▶ Texto selecionado:
Na verdade a solução
é o problema
No entanto, tristemente, os fatos mostram que o resultado
obtido é contrário ao propósito que a pessoa persegue: por mais esforço que
faça para evitar o sofrimento, o caso é que segue sofrendo. Logo, este padrão
de evitação se torna paradoxal.
Dito isso, estaríamos diante de uma solução que, na verdade,
é o problema. Esta é a verdadeira questão: um padrão de vida que inclui fugir
deliberadamente do mal-estar, do sofrimento e da ansiedade e que somente
consegue que apareça o mal-estar, o sofrimento e a ansiedade.
“O amor implica sofrimento porque podemos perdê-lo, mas se negar ao
amor para evitar o sofrimento não soluciona o problema, já que se sofre por não
tê-lo. Então, se a felicidade é o amor e o amor é sofrimento, então digo, a
felicidade também é sofrimento. Os dois lados do amor…”
– W. Allen –
O transtorno de evitação experimental aparece quando uma
pessoa não está disposta a estabelecer contato com suas experiências privadas
de valência negativa (sejam estas estados ou sensações do corpo, pensamentos ou
lembranças). Um exemplo concreto de experiência privada negativa podem ser as
emoções “indesejáveis”, como o aborrecimento ou a tristeza.

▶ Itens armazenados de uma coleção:
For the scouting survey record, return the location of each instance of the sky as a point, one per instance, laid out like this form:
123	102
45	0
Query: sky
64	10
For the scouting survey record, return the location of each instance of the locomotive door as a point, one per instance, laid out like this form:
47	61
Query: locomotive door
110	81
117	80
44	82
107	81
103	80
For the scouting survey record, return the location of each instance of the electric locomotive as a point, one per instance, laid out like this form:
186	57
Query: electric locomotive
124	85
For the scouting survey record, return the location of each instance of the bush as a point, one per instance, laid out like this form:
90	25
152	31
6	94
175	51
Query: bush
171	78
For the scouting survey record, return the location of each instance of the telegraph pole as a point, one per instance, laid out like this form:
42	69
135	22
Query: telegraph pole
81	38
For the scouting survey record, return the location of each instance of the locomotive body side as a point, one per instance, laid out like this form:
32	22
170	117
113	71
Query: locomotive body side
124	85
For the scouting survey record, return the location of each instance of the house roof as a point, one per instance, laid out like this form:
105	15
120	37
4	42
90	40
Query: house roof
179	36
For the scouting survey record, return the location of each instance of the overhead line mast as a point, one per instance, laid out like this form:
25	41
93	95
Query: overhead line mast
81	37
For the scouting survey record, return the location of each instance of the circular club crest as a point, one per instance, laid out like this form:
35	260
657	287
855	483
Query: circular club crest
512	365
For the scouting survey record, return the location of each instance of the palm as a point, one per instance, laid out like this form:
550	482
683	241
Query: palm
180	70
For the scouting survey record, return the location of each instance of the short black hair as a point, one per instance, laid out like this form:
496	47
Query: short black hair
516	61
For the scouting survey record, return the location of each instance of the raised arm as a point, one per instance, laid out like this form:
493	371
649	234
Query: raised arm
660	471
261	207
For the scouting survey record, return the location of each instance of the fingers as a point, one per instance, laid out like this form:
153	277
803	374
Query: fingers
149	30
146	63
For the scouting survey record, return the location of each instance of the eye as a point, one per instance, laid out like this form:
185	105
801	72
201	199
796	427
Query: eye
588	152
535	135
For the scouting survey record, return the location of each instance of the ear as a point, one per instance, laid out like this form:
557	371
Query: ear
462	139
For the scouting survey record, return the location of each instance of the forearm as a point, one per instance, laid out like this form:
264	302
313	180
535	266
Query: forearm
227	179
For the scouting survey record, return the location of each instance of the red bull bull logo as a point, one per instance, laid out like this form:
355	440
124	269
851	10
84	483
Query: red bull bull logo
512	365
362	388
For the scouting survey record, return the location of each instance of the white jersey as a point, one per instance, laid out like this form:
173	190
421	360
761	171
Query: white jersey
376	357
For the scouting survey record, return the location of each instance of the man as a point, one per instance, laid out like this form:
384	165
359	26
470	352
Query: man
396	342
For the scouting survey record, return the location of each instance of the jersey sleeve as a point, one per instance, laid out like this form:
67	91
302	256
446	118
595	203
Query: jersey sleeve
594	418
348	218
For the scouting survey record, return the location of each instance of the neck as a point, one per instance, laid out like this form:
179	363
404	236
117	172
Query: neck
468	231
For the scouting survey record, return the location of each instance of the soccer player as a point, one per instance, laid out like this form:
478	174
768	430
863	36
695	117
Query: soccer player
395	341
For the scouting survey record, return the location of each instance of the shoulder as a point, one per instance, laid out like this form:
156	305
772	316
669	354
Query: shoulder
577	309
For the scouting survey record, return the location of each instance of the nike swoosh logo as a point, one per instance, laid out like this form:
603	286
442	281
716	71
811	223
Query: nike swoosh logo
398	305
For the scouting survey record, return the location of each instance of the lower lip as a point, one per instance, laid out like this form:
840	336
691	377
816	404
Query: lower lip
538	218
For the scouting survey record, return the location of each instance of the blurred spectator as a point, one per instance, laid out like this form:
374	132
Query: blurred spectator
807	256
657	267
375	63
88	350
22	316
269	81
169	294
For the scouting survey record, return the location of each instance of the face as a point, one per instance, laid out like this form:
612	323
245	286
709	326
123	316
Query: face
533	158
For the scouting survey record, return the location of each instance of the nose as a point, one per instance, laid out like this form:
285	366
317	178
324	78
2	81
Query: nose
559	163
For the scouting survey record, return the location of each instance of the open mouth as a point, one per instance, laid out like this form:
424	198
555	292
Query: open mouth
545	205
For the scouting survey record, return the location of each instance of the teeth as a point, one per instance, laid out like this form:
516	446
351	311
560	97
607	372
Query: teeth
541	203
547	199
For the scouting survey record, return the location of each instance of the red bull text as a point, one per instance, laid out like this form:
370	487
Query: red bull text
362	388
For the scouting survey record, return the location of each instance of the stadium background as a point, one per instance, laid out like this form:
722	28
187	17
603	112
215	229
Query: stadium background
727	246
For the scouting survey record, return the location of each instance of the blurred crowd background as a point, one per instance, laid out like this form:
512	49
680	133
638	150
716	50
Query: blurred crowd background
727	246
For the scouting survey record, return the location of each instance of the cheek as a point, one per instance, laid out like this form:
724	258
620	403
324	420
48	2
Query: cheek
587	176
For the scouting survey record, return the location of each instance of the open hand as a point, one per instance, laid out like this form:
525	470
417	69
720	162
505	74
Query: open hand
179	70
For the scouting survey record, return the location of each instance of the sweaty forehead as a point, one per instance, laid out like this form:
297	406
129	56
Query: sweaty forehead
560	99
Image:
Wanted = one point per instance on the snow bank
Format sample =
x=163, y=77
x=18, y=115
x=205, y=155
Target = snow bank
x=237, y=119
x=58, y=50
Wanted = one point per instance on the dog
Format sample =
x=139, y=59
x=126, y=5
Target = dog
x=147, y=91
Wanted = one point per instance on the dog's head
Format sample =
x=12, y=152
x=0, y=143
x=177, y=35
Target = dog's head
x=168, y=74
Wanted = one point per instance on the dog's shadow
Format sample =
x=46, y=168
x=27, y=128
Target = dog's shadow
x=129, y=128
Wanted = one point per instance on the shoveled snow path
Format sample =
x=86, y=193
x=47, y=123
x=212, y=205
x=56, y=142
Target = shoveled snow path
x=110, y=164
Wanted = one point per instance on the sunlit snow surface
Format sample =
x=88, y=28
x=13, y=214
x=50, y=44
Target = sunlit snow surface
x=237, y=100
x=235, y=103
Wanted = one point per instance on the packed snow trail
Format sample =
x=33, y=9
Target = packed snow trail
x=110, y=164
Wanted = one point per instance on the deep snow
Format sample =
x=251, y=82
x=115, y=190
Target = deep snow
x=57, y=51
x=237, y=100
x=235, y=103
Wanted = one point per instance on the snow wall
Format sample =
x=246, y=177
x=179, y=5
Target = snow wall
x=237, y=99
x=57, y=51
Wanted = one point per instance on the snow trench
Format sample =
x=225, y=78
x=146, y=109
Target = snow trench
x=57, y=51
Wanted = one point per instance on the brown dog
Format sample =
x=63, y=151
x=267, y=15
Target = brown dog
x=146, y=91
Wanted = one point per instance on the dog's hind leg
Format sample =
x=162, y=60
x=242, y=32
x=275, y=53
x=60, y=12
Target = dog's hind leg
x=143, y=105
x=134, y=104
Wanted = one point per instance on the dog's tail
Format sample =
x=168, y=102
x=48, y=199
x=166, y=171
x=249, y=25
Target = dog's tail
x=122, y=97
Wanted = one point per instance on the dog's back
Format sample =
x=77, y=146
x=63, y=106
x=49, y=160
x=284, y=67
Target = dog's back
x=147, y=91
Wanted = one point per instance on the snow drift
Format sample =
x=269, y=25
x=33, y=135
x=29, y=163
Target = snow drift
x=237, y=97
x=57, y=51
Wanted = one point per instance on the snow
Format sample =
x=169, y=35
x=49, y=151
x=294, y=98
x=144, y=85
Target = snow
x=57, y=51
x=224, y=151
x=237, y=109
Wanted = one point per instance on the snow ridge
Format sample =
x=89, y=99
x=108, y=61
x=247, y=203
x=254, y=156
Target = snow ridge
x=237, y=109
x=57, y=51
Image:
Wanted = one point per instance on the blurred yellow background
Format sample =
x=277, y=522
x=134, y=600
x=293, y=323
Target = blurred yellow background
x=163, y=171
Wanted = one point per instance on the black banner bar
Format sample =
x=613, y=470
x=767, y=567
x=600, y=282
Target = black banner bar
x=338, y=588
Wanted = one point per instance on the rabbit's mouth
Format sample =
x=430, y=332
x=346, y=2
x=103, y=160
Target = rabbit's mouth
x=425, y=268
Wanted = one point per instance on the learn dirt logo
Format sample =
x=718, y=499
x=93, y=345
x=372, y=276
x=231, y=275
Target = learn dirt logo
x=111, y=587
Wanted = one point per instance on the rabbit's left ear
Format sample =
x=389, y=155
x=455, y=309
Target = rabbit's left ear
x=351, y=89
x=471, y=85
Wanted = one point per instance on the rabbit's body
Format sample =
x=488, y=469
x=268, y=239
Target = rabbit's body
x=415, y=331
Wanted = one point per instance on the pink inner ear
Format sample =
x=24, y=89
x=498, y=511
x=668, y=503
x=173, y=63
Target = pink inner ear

▶ Tarefas propostas:
(A) Transcreva o trecho do texto sobre a evitação do sofrimento que vai de "Na verdade a" até "se torna paradoxal.", incluindo ambos.
(B) De acordo com o texto sobre a evitação do sofrimento, por que o padrão de evitação se torna paradoxal?
(C) Dê continuidade ao texto sobre a evitação do sofrimento a partir do ponto em que ele termina.

▶ Respostas às tarefas:
(A)
Na verdade a solução
é o problema
No entanto, tristemente, os fatos mostram que o resultado
obtido é contrário ao propósito que a pessoa persegue: por mais esforço que
faça para evitar o sofrimento, o caso é que segue sofrendo. Logo, este padrão
de evitação se torna paradoxal.

(B) O padrão se torna paradoxal porque o resultado obtido é contrário ao propósito que a pessoa persegue. Por mais esforço que ela faça para evitar o sofrimento, continua sofrendo.

(C)
Assim, no transtorno de evitação experimental, a pessoa
tenta alterar a origem, a forma ou frequência de tais experiências para que
estas não aconteçam. Por exemplo, imagine a pessoa que se encontra em um estado
emocional no qual predomina a tristeza. Uma atitude corrente nesta situação é
tratar a tristeza como uma mosca: tentar eliminá-la com tapas. Diante desta
estratégia tão impulsiva e desacertada, a mosca seguirá lá; com a tristeza
ocorrerá o mesmo.
Neste sentido, nos damos permissão para nos sentirmos assim.
Nos esquecemos com frequência de que as pessoas “devem” se sentir tristes de
vez em quando pelo simples fato de serem pessoas. Quando evitamos esta
experiência, esta se torna mais intensa, porque tudo aquilo que evitamos ou que
resistimos persiste.
Benéfico a curto
prazo, ruim a longo prazo
Com frequência, este padrão de comportamento parece efetivo
a curto prazo porque alivia a experiência negativa. No entanto, ao aparecer de
um modo crônico e generalizado, as experiências negativas aumentam e chegam a
produzir uma limitação na vida da pessoa.
Dito de outro modo, uma pessoa termina por ir contra o que é
valioso para ela mesma, sendo o suicídio o representante de um caso extremo de
evitação experimental. A natureza paradoxal do transtorno de evitação
experimental radica, precisamente, no fato da pessoa que o sofre estar
implicada em fazer o que entende que deve fazer para eliminar o sofrimento
(empregando tempo e esforço em tal objetivo).
No entanto, o que obtemos ao longo prazo é que aquilo que
faz a pessoa sofrer está cada vez mais presente, e sua vida cada vez mais
fechada. Ela se vê impossibilitada de seguir em frente com a obtenção das metas
e dos valores que são importantes para ela.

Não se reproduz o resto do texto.